**Data listing**.
____
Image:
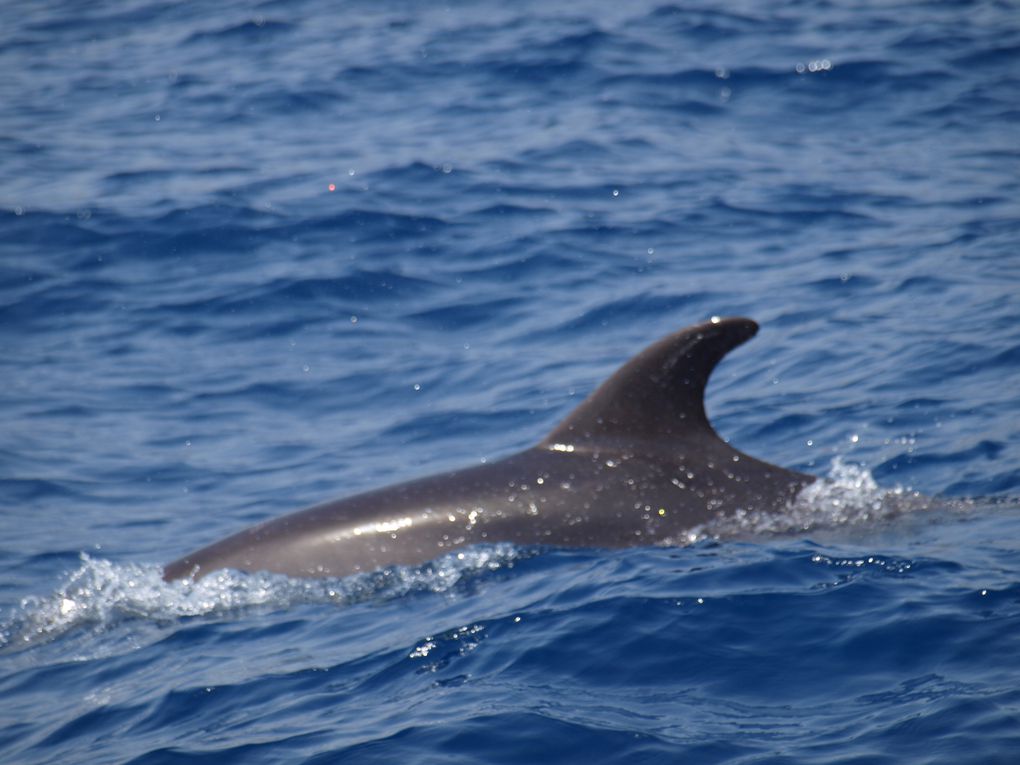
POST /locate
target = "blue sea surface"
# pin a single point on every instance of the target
(257, 255)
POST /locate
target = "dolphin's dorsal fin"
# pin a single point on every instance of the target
(660, 393)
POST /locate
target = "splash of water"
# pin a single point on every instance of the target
(101, 594)
(848, 496)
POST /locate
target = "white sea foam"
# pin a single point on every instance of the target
(101, 594)
(849, 496)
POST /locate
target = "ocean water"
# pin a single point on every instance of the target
(256, 255)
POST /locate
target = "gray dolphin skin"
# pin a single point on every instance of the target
(635, 463)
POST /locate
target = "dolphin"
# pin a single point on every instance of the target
(635, 463)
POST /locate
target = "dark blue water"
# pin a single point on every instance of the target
(258, 255)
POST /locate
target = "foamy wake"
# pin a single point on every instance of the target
(101, 594)
(848, 496)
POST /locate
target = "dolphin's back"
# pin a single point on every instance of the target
(635, 463)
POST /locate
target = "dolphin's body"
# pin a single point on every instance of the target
(635, 463)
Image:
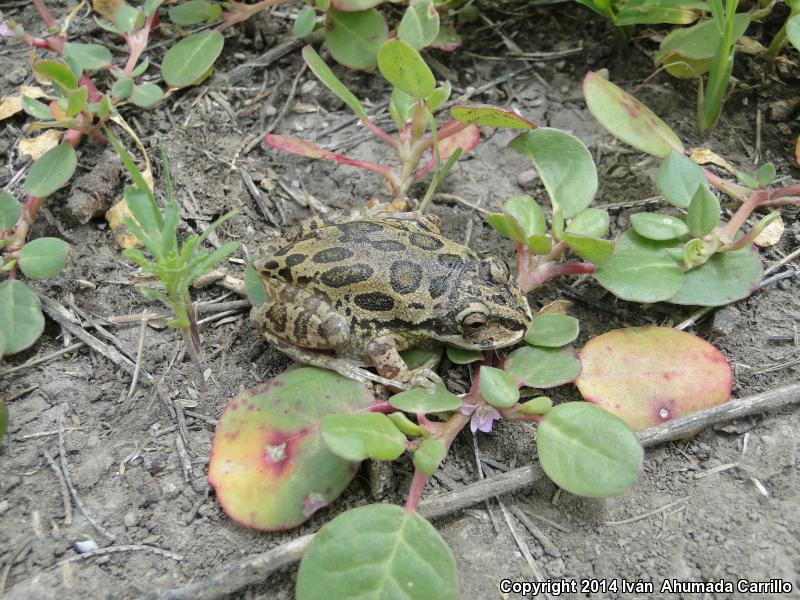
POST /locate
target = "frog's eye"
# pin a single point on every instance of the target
(474, 321)
(498, 271)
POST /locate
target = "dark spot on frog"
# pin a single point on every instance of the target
(425, 241)
(388, 245)
(346, 275)
(332, 255)
(374, 301)
(405, 276)
(295, 259)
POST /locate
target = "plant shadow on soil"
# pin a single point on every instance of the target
(121, 452)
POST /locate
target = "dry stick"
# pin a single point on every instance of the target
(255, 569)
(63, 485)
(78, 502)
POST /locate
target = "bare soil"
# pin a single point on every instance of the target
(721, 505)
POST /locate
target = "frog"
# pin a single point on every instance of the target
(349, 291)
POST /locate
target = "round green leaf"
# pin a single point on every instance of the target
(541, 367)
(565, 166)
(51, 171)
(588, 451)
(354, 38)
(188, 60)
(552, 330)
(655, 226)
(404, 68)
(269, 466)
(592, 221)
(627, 118)
(678, 178)
(378, 551)
(650, 375)
(461, 356)
(87, 56)
(363, 435)
(43, 257)
(420, 400)
(146, 95)
(193, 12)
(490, 116)
(420, 24)
(498, 388)
(304, 24)
(9, 211)
(21, 318)
(724, 278)
(641, 270)
(429, 455)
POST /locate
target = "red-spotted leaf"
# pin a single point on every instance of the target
(490, 116)
(269, 465)
(627, 118)
(649, 375)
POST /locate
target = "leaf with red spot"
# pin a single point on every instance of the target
(269, 465)
(649, 375)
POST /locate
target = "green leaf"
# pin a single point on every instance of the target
(588, 451)
(541, 367)
(537, 406)
(87, 56)
(793, 31)
(51, 171)
(36, 109)
(429, 455)
(552, 330)
(122, 88)
(304, 24)
(146, 95)
(565, 166)
(191, 58)
(490, 116)
(354, 38)
(655, 226)
(193, 12)
(627, 118)
(641, 270)
(21, 318)
(43, 258)
(592, 221)
(403, 67)
(724, 278)
(498, 388)
(678, 178)
(57, 72)
(420, 24)
(326, 76)
(460, 356)
(9, 211)
(419, 400)
(595, 250)
(704, 212)
(406, 425)
(765, 174)
(269, 465)
(77, 101)
(378, 551)
(363, 435)
(650, 375)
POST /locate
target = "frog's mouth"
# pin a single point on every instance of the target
(486, 339)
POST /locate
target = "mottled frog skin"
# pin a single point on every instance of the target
(351, 291)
____
**EXERCISE DETAILS**.
Copy every line of the data word for word, omitting the images.

**SOLVED EXERCISE**.
Image:
POST /locate
target = "blue sea surface"
# pin a single point on every instance of the target
(257, 255)
POST /locate
target = "dolphin's dorsal fin"
# pin a single point on every instance of the target
(660, 393)
POST /locate
target = "splash of water"
# pin a single point on every instance of the target
(101, 594)
(848, 496)
POST /locate
target = "white sea foam"
# pin a single point on every instance of the target
(101, 594)
(849, 496)
POST /locate
target = "ocean water"
# pin a single point on every instance of the target
(256, 255)
POST /locate
target = "gray dolphin skin"
# pin a single point on every instance of the target
(635, 463)
POST /locate
target = "dolphin"
# pin a single point on every instance of the target
(635, 463)
POST /locate
target = "dark blue water"
# pin a single point on every instance of the target
(258, 255)
POST /locate
target = "foamy wake"
# pin a single point on every instance of the target
(101, 594)
(848, 496)
POST /locate
target = "dolphin's back"
# pin a single point on every instance of the target
(635, 463)
POST /locate
target = "dolphin's body"
# pin a single point on every instance of the target
(635, 463)
Image:
POST /locate
target = "frog's eye"
# pin a single point on every instance of the target
(474, 321)
(498, 271)
POST /locate
target = "dark spot on frog"
# pin a single point on every instance of the target
(425, 241)
(388, 245)
(346, 275)
(332, 255)
(374, 301)
(405, 276)
(295, 259)
POST /locate
target = "plant shadow on soil"
# pin a single point on every instance of the target
(121, 452)
POST /locate
target = "dry stick"
# pin a single point on every instance of the target
(255, 569)
(63, 485)
(78, 502)
POST /locate
target = "bare soil"
# pin a single point on every instance of the target
(721, 505)
POST /locate
target = "frog"
# pin a single point on every instance of the target
(349, 291)
POST /locate
target = "round green leaf"
# pin a single point on every instance of the target
(541, 367)
(565, 166)
(51, 171)
(588, 451)
(354, 38)
(188, 60)
(552, 330)
(655, 226)
(404, 68)
(269, 466)
(592, 221)
(627, 118)
(678, 178)
(378, 551)
(650, 375)
(461, 356)
(87, 56)
(363, 435)
(43, 257)
(420, 400)
(146, 95)
(193, 12)
(490, 116)
(420, 24)
(498, 388)
(304, 24)
(9, 211)
(21, 318)
(724, 278)
(641, 270)
(429, 455)
POST /locate
target = "red-spotted leaf"
# pin a single point on every instance of the target
(490, 116)
(269, 465)
(627, 118)
(649, 375)
POST /locate
target = "leaf with red spot"
# pin a single point on every instance of the target
(269, 465)
(649, 375)
POST /locate
target = "green leaf"
# pin a single point on every instance of the target
(588, 451)
(541, 367)
(537, 406)
(87, 56)
(793, 31)
(51, 171)
(36, 109)
(429, 455)
(552, 330)
(122, 88)
(304, 24)
(146, 95)
(565, 166)
(191, 58)
(490, 116)
(354, 38)
(655, 226)
(193, 12)
(627, 118)
(641, 270)
(21, 318)
(43, 258)
(592, 221)
(403, 67)
(724, 278)
(498, 388)
(678, 178)
(57, 72)
(420, 24)
(326, 76)
(460, 356)
(9, 211)
(419, 400)
(595, 250)
(704, 212)
(406, 425)
(765, 174)
(269, 465)
(77, 101)
(378, 551)
(363, 435)
(650, 375)
POST /locate
target = "frog's mouth"
# pin a single point on every instance of the target
(486, 339)
POST /locate
target = "mottled frog skin"
# pin a single point on every instance of the target
(351, 291)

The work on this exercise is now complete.